━━ RECORDS SUPPLIED ━━

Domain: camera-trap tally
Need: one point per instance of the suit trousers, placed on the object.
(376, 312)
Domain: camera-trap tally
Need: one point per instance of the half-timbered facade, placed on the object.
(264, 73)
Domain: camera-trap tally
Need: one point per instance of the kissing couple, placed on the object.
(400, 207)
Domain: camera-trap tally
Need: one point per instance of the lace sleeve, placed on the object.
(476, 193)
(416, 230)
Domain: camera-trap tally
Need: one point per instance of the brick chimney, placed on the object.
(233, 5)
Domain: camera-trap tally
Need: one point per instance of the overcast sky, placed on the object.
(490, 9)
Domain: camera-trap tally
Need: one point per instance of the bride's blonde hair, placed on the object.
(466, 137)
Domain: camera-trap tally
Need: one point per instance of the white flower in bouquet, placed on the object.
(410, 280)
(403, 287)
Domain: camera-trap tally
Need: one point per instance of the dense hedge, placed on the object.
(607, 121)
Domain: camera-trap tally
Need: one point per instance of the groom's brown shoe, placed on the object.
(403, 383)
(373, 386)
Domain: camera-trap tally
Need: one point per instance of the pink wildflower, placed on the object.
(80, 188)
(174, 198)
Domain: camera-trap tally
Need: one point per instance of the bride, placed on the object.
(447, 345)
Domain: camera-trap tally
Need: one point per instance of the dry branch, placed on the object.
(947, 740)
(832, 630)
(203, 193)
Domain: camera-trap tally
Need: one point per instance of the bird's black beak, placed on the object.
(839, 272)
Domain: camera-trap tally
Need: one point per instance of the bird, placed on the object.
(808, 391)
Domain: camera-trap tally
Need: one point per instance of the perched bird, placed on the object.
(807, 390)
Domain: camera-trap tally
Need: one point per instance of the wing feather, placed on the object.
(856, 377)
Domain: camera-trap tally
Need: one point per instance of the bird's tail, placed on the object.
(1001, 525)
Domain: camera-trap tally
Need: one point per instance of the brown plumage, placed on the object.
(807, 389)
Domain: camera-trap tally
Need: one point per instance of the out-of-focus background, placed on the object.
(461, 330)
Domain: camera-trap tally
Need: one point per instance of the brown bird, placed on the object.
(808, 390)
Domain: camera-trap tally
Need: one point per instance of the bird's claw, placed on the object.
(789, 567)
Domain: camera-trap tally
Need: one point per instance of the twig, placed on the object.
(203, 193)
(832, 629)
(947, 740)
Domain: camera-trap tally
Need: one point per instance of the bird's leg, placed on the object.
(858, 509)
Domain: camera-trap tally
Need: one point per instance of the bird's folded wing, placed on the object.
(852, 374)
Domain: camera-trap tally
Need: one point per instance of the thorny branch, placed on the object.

━━━

SHORT PROBLEM ::
Show each line of the data above that contains the string "branch". Letter case must match.

PROBLEM SOLUTION ::
Need: one point per instance of the dry branch, placed on the object.
Need: one point per instance of the thorny branch, placed on the object.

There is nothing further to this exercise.